» Stated task
Rewrite all the items below as a numbered list, one line per number, leaving out any blank lines.

» Listing
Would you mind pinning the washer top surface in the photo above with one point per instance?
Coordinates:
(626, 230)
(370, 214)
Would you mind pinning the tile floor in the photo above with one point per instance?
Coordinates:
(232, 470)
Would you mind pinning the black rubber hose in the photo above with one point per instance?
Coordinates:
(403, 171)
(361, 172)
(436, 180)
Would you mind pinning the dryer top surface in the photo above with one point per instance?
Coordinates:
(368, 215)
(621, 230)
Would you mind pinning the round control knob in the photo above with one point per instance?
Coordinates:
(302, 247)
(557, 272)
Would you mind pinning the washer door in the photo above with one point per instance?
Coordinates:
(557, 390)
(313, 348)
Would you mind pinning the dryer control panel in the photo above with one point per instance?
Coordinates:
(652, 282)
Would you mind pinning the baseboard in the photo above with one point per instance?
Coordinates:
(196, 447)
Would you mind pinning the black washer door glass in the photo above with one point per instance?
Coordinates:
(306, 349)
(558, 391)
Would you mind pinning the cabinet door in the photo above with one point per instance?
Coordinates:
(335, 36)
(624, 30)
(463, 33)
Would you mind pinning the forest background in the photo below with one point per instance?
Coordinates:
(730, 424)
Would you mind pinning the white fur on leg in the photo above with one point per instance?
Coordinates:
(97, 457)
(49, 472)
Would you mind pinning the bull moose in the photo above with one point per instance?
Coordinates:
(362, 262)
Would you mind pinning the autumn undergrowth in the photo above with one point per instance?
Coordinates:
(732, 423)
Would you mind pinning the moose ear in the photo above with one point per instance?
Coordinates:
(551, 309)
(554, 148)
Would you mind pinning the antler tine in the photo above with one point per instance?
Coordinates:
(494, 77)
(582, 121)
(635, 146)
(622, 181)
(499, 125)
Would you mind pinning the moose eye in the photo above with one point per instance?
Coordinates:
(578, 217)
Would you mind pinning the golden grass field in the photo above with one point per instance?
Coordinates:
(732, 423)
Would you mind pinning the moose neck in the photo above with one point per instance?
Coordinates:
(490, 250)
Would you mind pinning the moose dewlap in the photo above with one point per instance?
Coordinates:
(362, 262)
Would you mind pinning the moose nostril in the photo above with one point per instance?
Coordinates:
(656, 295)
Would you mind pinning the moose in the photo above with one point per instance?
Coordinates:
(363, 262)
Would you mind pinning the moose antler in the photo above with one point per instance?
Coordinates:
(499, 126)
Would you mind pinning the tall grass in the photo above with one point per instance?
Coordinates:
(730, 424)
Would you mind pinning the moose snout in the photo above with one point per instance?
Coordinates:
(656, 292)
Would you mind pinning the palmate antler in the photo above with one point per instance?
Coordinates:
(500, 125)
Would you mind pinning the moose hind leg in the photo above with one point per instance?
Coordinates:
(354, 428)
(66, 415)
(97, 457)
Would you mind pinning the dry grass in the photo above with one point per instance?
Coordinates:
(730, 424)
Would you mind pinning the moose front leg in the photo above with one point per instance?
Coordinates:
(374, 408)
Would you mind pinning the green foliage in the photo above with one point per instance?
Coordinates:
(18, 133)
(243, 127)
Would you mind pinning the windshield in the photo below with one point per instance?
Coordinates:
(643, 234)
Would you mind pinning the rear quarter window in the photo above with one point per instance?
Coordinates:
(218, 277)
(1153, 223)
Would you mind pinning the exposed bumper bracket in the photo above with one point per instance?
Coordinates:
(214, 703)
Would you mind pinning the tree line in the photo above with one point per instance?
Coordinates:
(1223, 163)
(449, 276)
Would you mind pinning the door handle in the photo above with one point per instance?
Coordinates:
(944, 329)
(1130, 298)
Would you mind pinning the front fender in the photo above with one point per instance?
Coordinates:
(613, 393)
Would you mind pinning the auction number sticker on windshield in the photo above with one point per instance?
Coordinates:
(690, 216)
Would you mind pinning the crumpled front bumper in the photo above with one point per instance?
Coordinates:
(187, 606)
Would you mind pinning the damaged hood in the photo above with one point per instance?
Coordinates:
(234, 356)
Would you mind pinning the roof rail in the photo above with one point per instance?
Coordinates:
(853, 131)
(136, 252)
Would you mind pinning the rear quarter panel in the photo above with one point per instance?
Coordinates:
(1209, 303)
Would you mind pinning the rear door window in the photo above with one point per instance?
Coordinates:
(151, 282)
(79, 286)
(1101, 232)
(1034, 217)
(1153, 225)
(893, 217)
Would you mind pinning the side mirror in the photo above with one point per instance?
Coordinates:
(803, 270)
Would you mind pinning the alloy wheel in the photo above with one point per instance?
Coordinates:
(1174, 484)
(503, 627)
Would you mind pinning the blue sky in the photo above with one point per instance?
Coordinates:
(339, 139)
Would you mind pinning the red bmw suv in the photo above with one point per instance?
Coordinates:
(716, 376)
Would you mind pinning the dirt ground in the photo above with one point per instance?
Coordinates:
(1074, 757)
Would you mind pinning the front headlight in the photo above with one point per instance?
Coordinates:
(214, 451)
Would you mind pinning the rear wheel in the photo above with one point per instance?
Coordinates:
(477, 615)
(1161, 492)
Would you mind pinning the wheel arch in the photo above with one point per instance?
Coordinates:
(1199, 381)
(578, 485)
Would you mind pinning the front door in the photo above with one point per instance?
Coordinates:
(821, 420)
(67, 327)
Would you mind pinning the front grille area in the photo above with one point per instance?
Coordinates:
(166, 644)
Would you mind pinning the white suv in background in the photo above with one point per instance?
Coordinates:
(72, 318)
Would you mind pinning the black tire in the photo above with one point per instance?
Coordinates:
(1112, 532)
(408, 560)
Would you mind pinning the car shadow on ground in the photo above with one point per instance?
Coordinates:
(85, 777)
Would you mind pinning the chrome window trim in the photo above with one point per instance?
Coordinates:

» Exercise output
1. Would you mind pinning the washer top surface in the photo above with one point per instance?
2. Coordinates:
3. (626, 230)
4. (370, 214)
5. Would you mind pinning the tile floor in the photo above with one point per instance?
6. Coordinates:
7. (232, 470)
8. Would you mind pinning the black rubber hose in the photo above with one point per instance?
9. Coordinates:
10. (403, 171)
11. (361, 172)
12. (436, 180)
13. Would you mind pinning the dryer top surface in the photo above with one point per instance?
14. Coordinates:
15. (368, 215)
16. (621, 230)
17. Would you mind pinning the round control knob in the photo above with one point per instance?
18. Coordinates:
19. (302, 247)
20. (557, 272)
21. Would you mind pinning the washer door in the photo above with one point per instance?
22. Coordinates:
23. (557, 390)
24. (313, 348)
25. Would you mind pinning the dryer control panel in the photo above with one point per instance?
26. Coordinates:
27. (652, 282)
28. Would you mind pinning the baseboard in the photo above with one point per instance?
29. Coordinates:
30. (196, 447)
31. Would you mind pinning the black washer door glass in the photo above with one point per instance?
32. Coordinates:
33. (306, 349)
34. (558, 391)
35. Would you mind pinning the cabinet door in the photo above with one point per instance?
36. Coordinates:
37. (335, 36)
38. (624, 30)
39. (463, 33)
40. Would you mind pinning the forest background in the photo below with one point per instance?
41. Coordinates:
42. (730, 424)
43. Would you mind pinning the white fur on leg in the photo above with one point per instance?
44. Coordinates:
45. (97, 457)
46. (49, 472)
47. Would you mind pinning the bull moose in the photo above with one point per instance?
48. Coordinates:
49. (362, 262)
50. Would you mind pinning the autumn undergrowth in the photo above with one point per instance?
51. Coordinates:
52. (732, 423)
53. Would you mind pinning the moose ear in the photo above with one point per instance?
54. Coordinates:
55. (551, 309)
56. (554, 148)
57. Would you mind pinning the antler tine in the photo above with one point per instance?
58. Coordinates:
59. (494, 77)
60. (582, 121)
61. (635, 146)
62. (622, 181)
63. (499, 125)
64. Would you mind pinning the moose eye in the photo above with one point per instance?
65. Coordinates:
66. (578, 217)
67. Would you mind pinning the golden grass field in the photo above with one point per instance?
68. Coordinates:
69. (732, 423)
70. Would you mind pinning the moose neck in the photo above with one point per instance?
71. Coordinates:
72. (490, 250)
73. Would you mind pinning the moose dewlap in the photo above with one point per instance?
74. Coordinates:
75. (362, 262)
76. Would you mind pinning the moose nostril in the photo above with one point per instance?
77. Coordinates:
78. (656, 295)
79. Would you mind pinning the moose in the photo above with one point per instance?
80. Coordinates:
81. (363, 262)
82. Would you mind pinning the moose antler in the photo above with one point per instance?
83. Coordinates:
84. (499, 126)
85. Would you mind pinning the tall grass in the photo above with one point per instance?
86. Coordinates:
87. (730, 424)
88. Would you mind pinning the moose snout in the photo above with one point per instance?
89. Coordinates:
90. (656, 292)
91. Would you mind pinning the palmate antler in the photo above with one point per instance?
92. Coordinates:
93. (500, 125)
94. Would you mind pinning the moose hind leg in the photo above with one point per instance?
95. Coordinates:
96. (354, 428)
97. (66, 415)
98. (97, 457)
99. Would you mind pinning the dry grass in the photo above with one point per instance?
100. Coordinates:
101. (730, 424)
102. Would you mind pinning the moose front leg in the photo above with one point per instance?
103. Coordinates:
104. (374, 408)
105. Would you mind pinning the green foliage in the photo above with one point per instance?
106. Coordinates:
107. (18, 133)
108. (243, 127)
109. Would you mind pinning the windshield in the photo below with one point per instance?
110. Coordinates:
111. (643, 234)
112. Would you mind pinning the rear quarter window in the photo above with one point per instance?
113. Coordinates:
114. (218, 277)
115. (1153, 223)
116. Would you mind pinning the exposed bumper bracket in the photo above with one point per instance?
117. Coordinates:
118. (214, 703)
119. Would you mind pinning the tree line in the photo above with one point per instance?
120. Coordinates:
121. (1223, 163)
122. (449, 276)
123. Would you mind pinning the door handle in the photo above with one point per instance?
124. Coordinates:
125. (944, 329)
126. (1130, 298)
127. Would you mind pinning the front fender in the photo above with one point per instance?
128. Coordinates:
129. (613, 393)
130. Would you mind pinning the auction number sticker on windshield in the photo above with one point per instance?
131. Coordinates:
132. (690, 216)
133. Would you mind pinning the crumpled front bumper in the photo above with one point per instance?
134. Coordinates:
135. (187, 606)
136. Would you mind pinning the damaged hood in the photo above with one point per instance?
137. Coordinates:
138. (234, 356)
139. Would you mind pinning the roof rail in the photo above with one point per instance?
140. Coordinates:
141. (853, 131)
142. (136, 252)
143. Would you mind pinning the rear quarter panel in the photo above with one point per instance?
144. Coordinates:
145. (1209, 303)
146. Would you mind pinning the rear door window in the photo above with one point per instance?
147. Coordinates:
148. (151, 282)
149. (79, 286)
150. (1101, 232)
151. (1034, 217)
152. (1153, 225)
153. (893, 217)
154. Would you mind pinning the side mirror in the photo above with one point per instance?
155. Coordinates:
156. (803, 270)
157. Would you mind pinning the alloy wheel in the photo above with one point per instance?
158. Coordinates:
159. (1174, 484)
160. (503, 627)
161. Would you mind pinning the blue sky in the photo above with one point per instance?
162. Coordinates:
163. (339, 139)
164. Would you mind pinning the red bmw suv in the photo above with one point per instance?
165. Coordinates:
166. (716, 376)
167. Would you mind pinning the dirt ground in the photo above with one point per instance?
168. Coordinates:
169. (1074, 757)
170. Would you mind pinning the front headlight in the photo above with one point per instance?
171. Coordinates:
172. (214, 451)
173. Would you mind pinning the rear wheel in the photo above with one point per instance?
174. Coordinates:
175. (477, 615)
176. (1161, 492)
177. Would you mind pinning the wheel arch in the photo above with one point per instance?
178. Coordinates:
179. (1199, 381)
180. (578, 485)
181. Would you mind pinning the front door in the photo above with one point per instance?
182. Coordinates:
183. (821, 420)
184. (67, 327)
185. Would you mind pinning the front grille area in the photo above with one point per instance?
186. Coordinates:
187. (166, 644)
188. Would you mind pinning the white suv in background in the photo above with one point per instance?
189. Coordinates:
190. (72, 318)
191. Would you mind pinning the black tire in the photo above with one point per instance?
192. Coordinates:
193. (1112, 532)
194. (408, 560)
195. Would you mind pinning the car shadow on ground in the photo above with one point per instance?
196. Coordinates:
197. (85, 777)
198. Would you mind pinning the chrome window trim in the photo above with one point per instance?
199. Coordinates:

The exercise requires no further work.